##### EXCERPT TO READ
The second WHO report builds on the growing sense of optimism generated by the 2012 publication of the WHO Roadmap. Commitments on the part of ministries of health in endemic countries, global health initiatives, funding agencies and philanthropists have escalated since 2010, as have donations of medicines from pharmaceutical companies and the engagement of the scientific community.
This report marks a new phase and assesses opportunities and obstacles in the control, elimination and eradication of several of these diseases. Unprecedented progress over the past two years has revealed unprecedented needs for refinements in control strategies, and new technical tools and protocols. The substantial increases in donations of medicines made since the previous report call for innovations that simplify and refine delivery strategies.
However, some diseases, including especially deadly ones like human African trypanosomiasis and visceral Leishmaniasis, remain extremely difficult and costly to treat. The control of Buruli ulcer, Chagas disease and yaws is hampered by imperfect technical tools, although recent developments for yaws look promising. The report highlights progress against these especially challenging diseases, being made through the development of innovative and intensive management strategies.
Innovations in vector control deserve more attention as playing a key part in reducing transmission and disease burden, especially for dengue, Chagas disease and the Leishmaniases.
Achieving universal health coverage with essential health interventions for neglected tropical diseases will be a powerful equalizer that abolishes distinctions between the rich and the poor, the young and the old, ethnic groups, and women and men.
##########
##### RECORD EXTRACTS
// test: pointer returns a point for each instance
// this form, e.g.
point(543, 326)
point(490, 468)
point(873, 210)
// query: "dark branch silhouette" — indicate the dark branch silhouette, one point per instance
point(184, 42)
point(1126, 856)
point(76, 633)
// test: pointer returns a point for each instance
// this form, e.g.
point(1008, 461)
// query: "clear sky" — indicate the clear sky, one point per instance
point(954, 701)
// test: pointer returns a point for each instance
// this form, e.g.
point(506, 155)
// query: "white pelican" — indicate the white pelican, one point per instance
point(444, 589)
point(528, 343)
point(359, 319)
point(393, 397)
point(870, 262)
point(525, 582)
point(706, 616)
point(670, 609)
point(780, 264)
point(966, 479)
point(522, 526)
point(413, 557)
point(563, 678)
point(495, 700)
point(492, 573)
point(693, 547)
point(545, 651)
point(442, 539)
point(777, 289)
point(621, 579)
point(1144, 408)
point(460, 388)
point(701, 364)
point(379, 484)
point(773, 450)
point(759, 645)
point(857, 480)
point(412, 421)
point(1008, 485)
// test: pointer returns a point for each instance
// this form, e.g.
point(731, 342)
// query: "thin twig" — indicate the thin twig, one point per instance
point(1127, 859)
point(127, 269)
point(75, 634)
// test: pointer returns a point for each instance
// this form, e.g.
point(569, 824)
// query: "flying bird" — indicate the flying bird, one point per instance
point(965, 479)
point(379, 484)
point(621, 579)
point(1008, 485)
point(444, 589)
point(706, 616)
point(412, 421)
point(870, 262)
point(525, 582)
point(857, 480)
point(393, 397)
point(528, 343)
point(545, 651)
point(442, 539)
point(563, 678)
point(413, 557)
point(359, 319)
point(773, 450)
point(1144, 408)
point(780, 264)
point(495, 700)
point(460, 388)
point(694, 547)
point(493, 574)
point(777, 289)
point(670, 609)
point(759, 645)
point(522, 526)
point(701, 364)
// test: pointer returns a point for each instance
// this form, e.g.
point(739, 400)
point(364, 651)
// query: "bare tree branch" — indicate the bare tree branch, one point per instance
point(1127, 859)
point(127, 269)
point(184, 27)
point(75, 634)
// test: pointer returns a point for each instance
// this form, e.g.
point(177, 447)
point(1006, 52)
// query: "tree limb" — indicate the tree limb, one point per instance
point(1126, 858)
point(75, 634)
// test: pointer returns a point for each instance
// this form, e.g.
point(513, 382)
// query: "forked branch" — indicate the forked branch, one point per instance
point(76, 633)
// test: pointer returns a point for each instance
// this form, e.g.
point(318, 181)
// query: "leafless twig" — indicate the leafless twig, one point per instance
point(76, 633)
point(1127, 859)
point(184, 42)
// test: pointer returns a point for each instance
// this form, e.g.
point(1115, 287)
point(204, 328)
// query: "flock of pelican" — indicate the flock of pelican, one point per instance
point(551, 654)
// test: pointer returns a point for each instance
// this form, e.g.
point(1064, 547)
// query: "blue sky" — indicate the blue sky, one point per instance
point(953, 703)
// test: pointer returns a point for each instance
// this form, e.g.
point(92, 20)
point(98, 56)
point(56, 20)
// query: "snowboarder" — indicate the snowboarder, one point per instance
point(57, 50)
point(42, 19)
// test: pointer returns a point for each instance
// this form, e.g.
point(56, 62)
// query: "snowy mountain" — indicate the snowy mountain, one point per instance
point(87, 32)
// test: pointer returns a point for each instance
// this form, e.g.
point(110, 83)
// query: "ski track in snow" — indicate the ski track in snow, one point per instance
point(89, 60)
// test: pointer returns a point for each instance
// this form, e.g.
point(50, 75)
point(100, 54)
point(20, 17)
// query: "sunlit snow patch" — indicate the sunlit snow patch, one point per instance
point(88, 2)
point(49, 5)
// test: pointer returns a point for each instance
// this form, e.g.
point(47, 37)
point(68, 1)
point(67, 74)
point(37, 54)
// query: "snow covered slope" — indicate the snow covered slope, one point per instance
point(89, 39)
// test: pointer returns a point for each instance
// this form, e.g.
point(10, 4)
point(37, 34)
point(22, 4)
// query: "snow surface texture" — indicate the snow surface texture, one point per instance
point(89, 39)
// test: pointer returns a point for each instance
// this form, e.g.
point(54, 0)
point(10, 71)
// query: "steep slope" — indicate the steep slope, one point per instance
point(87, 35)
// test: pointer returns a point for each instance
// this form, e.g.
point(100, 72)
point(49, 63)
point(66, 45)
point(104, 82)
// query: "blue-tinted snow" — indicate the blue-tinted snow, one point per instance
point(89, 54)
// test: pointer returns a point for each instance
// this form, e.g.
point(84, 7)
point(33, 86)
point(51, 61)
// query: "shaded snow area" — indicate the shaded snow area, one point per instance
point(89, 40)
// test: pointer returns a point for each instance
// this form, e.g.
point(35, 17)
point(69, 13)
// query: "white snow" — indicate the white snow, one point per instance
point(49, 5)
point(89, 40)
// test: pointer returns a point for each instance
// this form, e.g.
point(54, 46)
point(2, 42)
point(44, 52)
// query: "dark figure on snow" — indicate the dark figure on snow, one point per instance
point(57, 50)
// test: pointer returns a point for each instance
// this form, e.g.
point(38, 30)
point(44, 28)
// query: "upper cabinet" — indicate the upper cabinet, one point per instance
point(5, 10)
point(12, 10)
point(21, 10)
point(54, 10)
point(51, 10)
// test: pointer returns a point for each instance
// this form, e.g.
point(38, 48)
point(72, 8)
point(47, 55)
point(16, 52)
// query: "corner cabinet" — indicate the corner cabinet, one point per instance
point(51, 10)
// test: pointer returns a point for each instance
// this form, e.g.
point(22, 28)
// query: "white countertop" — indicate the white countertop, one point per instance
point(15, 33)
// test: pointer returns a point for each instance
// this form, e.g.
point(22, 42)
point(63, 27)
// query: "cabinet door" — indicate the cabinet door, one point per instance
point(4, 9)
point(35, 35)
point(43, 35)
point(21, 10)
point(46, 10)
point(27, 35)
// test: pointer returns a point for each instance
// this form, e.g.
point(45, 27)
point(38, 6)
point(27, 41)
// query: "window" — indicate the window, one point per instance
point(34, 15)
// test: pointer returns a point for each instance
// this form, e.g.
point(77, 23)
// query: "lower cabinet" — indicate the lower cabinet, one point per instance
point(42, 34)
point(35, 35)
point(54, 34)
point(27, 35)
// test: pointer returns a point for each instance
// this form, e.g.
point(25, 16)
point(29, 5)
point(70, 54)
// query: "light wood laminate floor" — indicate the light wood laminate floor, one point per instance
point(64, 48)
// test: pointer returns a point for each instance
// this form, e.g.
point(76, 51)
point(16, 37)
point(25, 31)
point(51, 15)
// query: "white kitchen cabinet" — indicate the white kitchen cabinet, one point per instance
##########
== WHAT TO DO ==
a) Translate this sentence from the passage on neglected tropical diseases into Spanish: "Innovations in vector control deserve more attention as playing a key part in reducing transmission and disease burden, especially for dengue, Chagas disease and the Leishmaniases."
b) From the passage on neglected tropical diseases, extract the part that starts with the words containing "However, some diseases, including" and ends with "intensive management strategies.".
The records are separate material and are not part of the passage on neglected tropical diseases.

== SOLUTIONS IN ORDER ==
a) Las innovaciones en el control de vectores merecen más atención por desempeñar un papel clave en la reducción de la transmisión y de la carga de morbilidad, especialmente en el caso del dengue, la enfermedad de Chagas y las leishmaniasis.

b)
However, some diseases, including especially deadly ones like human African trypanosomiasis and visceral Leishmaniasis, remain extremely difficult and costly to treat. The control of Buruli ulcer, Chagas disease and yaws is hampered by imperfect technical tools, although recent developments for yaws look promising. The report highlights progress against these especially challenging diseases, being made through the development of innovative and intensive management strategies.